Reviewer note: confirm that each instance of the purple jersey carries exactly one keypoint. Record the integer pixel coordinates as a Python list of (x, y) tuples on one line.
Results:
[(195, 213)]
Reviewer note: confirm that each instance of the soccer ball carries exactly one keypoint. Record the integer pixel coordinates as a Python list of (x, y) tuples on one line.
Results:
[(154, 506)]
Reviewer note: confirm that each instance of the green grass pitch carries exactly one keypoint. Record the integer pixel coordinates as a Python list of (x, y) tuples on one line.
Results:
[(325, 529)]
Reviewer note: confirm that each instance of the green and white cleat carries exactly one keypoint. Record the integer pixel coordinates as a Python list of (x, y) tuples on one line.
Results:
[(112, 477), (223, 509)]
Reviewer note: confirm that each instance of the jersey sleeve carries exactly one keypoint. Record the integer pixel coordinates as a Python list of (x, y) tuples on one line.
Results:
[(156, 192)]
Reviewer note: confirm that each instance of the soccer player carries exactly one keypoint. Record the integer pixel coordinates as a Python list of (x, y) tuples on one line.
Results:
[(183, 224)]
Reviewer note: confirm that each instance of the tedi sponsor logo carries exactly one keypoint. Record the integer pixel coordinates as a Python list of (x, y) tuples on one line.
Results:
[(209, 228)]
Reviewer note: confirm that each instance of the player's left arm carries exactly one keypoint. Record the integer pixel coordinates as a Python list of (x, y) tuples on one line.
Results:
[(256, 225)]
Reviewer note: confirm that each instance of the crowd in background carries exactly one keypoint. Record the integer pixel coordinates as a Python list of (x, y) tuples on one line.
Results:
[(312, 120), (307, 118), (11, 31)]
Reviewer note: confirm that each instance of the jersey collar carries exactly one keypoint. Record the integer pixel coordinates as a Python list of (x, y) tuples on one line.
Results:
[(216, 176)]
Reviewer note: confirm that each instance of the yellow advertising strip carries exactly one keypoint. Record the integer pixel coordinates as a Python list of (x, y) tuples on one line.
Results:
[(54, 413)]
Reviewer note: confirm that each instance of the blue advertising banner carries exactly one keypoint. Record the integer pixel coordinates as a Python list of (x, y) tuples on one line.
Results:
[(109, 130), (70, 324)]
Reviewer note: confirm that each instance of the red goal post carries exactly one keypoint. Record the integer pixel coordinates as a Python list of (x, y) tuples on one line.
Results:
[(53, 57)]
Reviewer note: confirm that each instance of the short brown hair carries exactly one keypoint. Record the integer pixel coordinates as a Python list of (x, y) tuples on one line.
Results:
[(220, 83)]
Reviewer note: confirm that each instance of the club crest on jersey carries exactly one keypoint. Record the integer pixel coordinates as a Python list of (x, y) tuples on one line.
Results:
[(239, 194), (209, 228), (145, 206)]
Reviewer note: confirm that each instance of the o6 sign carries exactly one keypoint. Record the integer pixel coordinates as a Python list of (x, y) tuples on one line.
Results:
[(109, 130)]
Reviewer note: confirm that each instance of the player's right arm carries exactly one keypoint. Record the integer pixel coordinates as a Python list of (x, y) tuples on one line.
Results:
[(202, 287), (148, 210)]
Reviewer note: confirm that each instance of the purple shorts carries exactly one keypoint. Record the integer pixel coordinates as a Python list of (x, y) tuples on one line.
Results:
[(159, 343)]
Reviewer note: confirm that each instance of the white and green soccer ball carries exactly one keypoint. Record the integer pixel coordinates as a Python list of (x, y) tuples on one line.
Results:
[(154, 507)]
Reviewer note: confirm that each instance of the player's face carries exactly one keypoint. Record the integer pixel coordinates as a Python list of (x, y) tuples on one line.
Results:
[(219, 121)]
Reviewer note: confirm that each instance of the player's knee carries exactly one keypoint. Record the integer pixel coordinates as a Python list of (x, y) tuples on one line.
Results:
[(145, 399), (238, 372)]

• _Work task_: All of the data must be written out again, exactly as it stands.

• _Answer for this exercise_:
Reviewer note: confirm that each instance of the purple jersey carries exactly one keypoint. Record the integer pixel coordinates as a Python list of (x, y) tuples on one line.
Results:
[(195, 213)]
Reviewer note: confirm that each instance of the soccer ball carries exactly one keypoint. Record the integer pixel coordinates as a Python list of (x, y) tuples on one line.
Results:
[(154, 506)]
Reviewer note: confirm that each instance of the green grass pitch carries exactly one keypoint. Record the integer pixel coordinates as a Python list of (x, y) tuples on one line.
Results:
[(325, 529)]
Reviewer note: confirm that each instance of the green and white cleat carries exactly one keypoint. Record the integer pixel coordinates as a Python list of (x, y) tuples on one line.
Results:
[(112, 477), (223, 509)]
Reviewer note: confirm that each instance of the jersey sleeve carries exactly one keypoint. Record the integer pixel coordinates as a Python list of (x, y) tuples on one line.
Results:
[(156, 192)]
Reviewer note: confirm that each instance of the soccer player carries exactly one keypoint. Record the integer pixel coordinates as a Python list of (x, y) tuples on one line.
Results:
[(183, 224)]
Reviewer note: confirm that each instance of the tedi sponsor logo carries exactly one keypoint. Record the integer pixel coordinates as a Python list of (x, y) tuples on one line.
Results:
[(209, 228)]
Reviewer note: confirm that each instance of the player's left arm carries exactly one keypoint. Record the integer pixel coordinates as a Python list of (x, y) tuples on one line.
Results:
[(256, 225)]
Reviewer note: confirm that each instance of the crowd in background carries exactly one keypoint. Record the integer pixel coordinates as a Python list of (x, y) tuples on one line.
Results:
[(312, 120), (307, 118), (11, 31)]
Reviewer note: confirm that each instance of the jersey collar carries exactly one keypoint. Record the integer pixel coordinates as a Python list of (x, y) tuples on one line.
Results:
[(216, 176)]
Reviewer note: confirm that each instance of the yellow advertising strip carries exactly one keypoint. Record the integer pixel coordinates as a Python list of (x, y) tuples on one line.
Results:
[(54, 413)]
Reviewer note: confirm that each instance of the blue advertising banner carries exactly one keypoint. Record the integer pixel coordinates as a Python list of (x, y) tuples on one line.
Results:
[(109, 130), (70, 324)]
Reviewer note: confirm that each instance of the red goal post carries exactly one keypoint. Record the integer pixel coordinates as a Python list of (x, y) tuples on one line.
Results:
[(53, 57)]
Reviewer note: confirm that each instance of the short brown hair carries exactly one keypoint. Record the integer pixel coordinates as a Python list of (x, y) tuples on one line.
Results:
[(220, 83)]
Reviewer note: confirm that each instance of the club crest on jersey carries exactly one keypoint. Record the integer pixel coordinates as a Python list of (x, y) tuples on one line.
Results:
[(239, 194), (209, 228), (145, 206)]
Reviewer note: confirm that each instance of the o6 sign carries exactly one keypoint. Record the integer pixel coordinates as a Python list of (x, y) tuples on one line.
Results:
[(109, 130)]
Reviewer note: confirm that each instance of the player's right arm carries exactly one keypoint. Record the integer pixel coordinates as a Python list of (x, y) tuples on one line.
Results:
[(202, 287), (148, 210)]
Reviewer note: confirm that each instance of the purple shorts carries exactly one keypoint. Record the integer pixel coordinates as a Python list of (x, y) tuples on one line.
Results:
[(159, 343)]
Reviewer note: confirm that each instance of the white and green soccer ball carries exactly one keypoint. Record the integer pixel coordinates as a Python list of (x, y) tuples on one line.
Results:
[(154, 507)]
Reviewer note: confirm that each instance of the player's face carries exactly one keypoint. Record the integer pixel coordinates as a Python list of (x, y) tuples on one line.
Results:
[(219, 121)]
Reviewer note: confirm that each instance of the player's knee carries exactly one keypoint. Record the integer pixel coordinates as a Python list of (x, y) tuples on one line.
Results:
[(145, 399), (238, 372)]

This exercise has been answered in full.